What needs to be done: Filter the records, keeping every line that has the string "distant".

Records supplied:
────────────────────────────────────────

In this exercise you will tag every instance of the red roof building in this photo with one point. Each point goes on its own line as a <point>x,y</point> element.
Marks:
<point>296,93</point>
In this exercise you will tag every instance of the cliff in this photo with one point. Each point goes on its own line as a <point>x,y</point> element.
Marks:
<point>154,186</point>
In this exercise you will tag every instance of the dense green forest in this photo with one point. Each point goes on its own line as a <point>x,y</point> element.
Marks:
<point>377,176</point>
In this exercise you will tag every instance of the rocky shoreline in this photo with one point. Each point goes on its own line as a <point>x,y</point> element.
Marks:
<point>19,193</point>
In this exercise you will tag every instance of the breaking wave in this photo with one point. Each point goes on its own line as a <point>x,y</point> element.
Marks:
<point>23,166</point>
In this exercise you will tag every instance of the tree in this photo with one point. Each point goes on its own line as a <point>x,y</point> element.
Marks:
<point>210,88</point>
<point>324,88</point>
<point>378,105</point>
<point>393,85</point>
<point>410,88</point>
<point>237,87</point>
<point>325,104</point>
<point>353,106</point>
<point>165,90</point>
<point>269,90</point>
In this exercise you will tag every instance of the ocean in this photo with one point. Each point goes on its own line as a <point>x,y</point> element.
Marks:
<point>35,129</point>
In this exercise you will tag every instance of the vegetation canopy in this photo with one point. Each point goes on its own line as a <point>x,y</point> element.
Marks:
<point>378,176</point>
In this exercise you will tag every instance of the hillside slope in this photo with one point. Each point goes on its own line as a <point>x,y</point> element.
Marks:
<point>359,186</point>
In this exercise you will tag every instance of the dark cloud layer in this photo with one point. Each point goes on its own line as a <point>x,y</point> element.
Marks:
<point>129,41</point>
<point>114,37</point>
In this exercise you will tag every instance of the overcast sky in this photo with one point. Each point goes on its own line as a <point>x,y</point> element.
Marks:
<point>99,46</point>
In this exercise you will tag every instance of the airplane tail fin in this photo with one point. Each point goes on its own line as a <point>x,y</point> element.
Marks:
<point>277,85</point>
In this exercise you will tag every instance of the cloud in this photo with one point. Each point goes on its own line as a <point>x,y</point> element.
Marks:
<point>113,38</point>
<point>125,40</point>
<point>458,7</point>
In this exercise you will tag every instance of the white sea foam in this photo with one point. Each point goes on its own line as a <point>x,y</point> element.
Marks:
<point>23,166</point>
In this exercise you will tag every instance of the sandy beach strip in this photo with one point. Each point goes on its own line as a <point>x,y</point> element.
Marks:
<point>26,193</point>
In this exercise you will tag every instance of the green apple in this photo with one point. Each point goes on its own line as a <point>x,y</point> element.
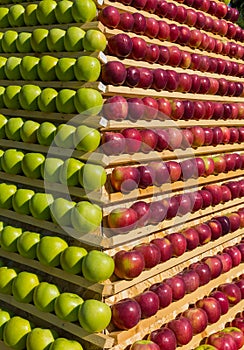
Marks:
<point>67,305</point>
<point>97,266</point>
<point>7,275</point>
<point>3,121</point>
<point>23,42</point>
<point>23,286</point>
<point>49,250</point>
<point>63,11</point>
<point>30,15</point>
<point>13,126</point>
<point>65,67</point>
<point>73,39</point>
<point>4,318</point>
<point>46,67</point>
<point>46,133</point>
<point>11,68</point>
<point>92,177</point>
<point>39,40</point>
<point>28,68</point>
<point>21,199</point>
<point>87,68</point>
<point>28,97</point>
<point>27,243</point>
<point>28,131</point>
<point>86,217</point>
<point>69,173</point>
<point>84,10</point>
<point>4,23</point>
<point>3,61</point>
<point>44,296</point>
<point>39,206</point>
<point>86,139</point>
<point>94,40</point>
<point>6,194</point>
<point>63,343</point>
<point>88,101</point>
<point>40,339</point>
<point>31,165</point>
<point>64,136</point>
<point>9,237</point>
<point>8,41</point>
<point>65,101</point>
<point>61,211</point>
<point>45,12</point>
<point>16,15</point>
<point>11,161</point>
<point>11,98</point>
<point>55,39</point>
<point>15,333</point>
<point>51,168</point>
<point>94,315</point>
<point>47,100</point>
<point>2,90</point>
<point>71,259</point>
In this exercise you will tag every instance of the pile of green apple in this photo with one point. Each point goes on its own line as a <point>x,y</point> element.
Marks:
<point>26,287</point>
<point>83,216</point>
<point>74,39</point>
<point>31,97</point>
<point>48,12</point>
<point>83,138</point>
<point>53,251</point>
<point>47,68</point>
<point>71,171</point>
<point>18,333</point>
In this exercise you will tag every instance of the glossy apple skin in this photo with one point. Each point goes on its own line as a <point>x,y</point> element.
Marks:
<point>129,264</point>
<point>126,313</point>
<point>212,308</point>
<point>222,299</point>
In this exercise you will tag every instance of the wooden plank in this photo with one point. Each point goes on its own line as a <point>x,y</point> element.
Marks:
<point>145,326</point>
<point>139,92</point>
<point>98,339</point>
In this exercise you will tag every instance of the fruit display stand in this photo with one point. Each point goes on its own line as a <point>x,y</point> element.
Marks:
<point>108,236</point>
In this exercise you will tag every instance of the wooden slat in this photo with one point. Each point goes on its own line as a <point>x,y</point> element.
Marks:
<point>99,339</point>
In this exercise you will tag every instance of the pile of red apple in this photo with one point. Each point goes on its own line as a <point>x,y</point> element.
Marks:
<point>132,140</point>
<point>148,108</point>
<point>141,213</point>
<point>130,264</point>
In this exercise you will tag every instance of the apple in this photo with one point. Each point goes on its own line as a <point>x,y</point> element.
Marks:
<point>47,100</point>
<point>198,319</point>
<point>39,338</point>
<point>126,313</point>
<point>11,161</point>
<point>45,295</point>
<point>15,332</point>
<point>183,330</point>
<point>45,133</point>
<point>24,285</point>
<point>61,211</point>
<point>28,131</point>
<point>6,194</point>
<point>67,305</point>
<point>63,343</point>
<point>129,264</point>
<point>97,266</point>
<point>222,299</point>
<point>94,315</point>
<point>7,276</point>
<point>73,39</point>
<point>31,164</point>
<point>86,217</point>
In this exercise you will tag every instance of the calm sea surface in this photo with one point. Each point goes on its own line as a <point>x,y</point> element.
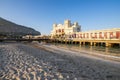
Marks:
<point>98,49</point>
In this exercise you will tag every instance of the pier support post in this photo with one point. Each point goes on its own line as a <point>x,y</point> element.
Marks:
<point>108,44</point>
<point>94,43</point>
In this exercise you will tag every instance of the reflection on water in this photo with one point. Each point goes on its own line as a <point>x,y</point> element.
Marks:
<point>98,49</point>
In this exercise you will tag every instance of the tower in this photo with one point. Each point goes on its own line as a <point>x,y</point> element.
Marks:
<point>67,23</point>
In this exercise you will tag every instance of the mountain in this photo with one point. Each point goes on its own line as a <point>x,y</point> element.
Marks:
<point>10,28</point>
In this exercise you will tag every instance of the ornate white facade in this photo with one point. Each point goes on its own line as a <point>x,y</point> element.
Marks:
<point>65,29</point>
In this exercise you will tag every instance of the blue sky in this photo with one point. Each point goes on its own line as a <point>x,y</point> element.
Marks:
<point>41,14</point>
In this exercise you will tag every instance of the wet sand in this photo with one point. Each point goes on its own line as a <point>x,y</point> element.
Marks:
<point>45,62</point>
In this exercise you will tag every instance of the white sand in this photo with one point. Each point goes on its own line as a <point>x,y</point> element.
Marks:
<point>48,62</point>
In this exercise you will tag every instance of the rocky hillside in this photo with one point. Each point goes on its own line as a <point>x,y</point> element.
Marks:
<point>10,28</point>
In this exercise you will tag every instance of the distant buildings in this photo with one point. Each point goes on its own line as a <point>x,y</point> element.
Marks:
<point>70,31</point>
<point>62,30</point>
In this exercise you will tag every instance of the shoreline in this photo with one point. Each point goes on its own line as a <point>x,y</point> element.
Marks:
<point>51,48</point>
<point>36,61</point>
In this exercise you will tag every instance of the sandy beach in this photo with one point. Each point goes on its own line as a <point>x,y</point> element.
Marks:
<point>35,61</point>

────────────────────────────────────────

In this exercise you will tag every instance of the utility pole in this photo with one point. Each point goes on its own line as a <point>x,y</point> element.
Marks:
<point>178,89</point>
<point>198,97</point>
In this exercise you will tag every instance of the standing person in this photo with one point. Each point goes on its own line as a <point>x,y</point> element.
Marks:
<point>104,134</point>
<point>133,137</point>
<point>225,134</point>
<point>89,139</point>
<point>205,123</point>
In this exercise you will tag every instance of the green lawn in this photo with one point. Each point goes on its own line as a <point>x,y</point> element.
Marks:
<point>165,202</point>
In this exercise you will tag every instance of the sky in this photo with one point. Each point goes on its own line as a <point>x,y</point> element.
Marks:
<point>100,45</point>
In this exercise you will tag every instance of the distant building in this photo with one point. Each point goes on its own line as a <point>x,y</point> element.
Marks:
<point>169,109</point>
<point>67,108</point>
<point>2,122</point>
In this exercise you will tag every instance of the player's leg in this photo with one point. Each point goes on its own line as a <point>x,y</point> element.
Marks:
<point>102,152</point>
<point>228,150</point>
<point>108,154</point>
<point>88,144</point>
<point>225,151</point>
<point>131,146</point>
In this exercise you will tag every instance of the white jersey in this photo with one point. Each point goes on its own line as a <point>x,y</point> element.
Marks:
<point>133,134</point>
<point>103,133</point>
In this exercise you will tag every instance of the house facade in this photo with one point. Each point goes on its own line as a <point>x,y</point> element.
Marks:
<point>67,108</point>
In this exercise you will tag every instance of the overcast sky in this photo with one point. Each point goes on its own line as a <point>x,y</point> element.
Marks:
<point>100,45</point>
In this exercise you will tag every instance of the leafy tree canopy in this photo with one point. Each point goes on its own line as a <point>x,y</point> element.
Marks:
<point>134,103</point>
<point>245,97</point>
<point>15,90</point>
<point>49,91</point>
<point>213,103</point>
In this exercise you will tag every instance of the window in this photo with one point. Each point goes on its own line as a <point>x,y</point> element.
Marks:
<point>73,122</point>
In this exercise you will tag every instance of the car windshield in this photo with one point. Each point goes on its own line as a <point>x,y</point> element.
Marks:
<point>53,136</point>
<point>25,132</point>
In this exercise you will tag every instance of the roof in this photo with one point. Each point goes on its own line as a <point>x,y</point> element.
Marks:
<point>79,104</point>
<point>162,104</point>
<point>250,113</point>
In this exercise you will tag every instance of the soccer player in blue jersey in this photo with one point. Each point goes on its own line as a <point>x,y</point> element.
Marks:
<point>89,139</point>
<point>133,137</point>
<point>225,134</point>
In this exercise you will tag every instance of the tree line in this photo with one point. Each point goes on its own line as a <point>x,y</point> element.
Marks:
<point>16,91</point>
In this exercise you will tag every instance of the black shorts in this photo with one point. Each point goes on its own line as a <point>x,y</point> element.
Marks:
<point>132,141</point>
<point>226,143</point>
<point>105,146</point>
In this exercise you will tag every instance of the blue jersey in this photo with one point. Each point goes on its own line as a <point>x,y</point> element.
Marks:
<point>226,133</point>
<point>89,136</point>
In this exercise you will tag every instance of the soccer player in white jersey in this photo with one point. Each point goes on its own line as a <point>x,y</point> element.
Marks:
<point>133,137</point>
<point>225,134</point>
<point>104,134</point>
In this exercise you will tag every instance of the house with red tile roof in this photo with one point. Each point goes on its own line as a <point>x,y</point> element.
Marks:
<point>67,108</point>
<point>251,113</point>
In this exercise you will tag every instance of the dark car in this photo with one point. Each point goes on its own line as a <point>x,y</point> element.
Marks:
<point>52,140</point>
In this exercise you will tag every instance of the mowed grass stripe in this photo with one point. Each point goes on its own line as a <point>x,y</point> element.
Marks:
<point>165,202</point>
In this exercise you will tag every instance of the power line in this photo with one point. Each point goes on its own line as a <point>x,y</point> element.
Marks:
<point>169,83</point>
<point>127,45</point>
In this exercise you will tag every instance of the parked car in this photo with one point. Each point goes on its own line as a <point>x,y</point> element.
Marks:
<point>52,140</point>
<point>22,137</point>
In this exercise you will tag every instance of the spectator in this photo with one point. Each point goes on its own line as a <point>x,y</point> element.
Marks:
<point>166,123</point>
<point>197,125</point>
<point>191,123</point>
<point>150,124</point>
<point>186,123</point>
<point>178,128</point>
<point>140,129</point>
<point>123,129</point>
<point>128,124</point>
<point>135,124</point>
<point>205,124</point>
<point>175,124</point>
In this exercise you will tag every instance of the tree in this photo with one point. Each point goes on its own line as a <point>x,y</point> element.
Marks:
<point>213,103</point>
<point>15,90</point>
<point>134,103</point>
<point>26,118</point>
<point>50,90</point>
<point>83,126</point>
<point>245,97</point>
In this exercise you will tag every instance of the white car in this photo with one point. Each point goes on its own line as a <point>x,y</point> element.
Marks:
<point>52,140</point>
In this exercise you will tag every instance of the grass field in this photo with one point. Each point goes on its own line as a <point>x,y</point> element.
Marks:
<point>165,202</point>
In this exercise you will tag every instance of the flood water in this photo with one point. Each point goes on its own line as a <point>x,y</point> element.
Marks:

────────────────────────────────────────

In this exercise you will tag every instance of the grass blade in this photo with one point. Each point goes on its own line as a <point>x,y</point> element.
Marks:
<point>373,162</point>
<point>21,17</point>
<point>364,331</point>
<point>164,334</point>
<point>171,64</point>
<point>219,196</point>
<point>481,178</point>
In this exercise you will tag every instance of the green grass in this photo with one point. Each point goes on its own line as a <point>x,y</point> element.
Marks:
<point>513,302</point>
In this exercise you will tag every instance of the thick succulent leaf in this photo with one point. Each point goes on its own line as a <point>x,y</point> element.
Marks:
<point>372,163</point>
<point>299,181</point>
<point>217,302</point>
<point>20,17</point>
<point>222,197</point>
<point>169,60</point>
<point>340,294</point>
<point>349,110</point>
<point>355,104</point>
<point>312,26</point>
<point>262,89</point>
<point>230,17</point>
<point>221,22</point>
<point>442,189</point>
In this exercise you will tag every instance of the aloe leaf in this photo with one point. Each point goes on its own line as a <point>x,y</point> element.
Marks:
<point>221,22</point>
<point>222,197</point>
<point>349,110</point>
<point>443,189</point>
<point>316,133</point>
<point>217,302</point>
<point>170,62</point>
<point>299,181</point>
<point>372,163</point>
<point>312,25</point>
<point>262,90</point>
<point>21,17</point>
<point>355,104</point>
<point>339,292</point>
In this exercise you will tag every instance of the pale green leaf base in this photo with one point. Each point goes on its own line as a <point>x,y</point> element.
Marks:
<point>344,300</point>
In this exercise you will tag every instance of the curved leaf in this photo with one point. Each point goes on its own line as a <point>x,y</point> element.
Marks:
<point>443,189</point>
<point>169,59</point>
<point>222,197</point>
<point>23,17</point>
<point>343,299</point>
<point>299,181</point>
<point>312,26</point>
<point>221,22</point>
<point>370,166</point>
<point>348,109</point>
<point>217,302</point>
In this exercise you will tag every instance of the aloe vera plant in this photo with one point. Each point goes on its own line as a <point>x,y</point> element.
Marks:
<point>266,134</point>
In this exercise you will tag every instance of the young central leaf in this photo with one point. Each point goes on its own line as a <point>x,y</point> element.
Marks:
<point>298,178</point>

────────────────────────────────────────

Solution for this task:
In this exercise you will tag every instance of the distant buildings in this photo with one point. Each point goes on its own line as a <point>x,y</point> element.
In this exercise you will tag every instance of the distant building in this photo with one point. Each point goes on its own line as a <point>x,y</point> element.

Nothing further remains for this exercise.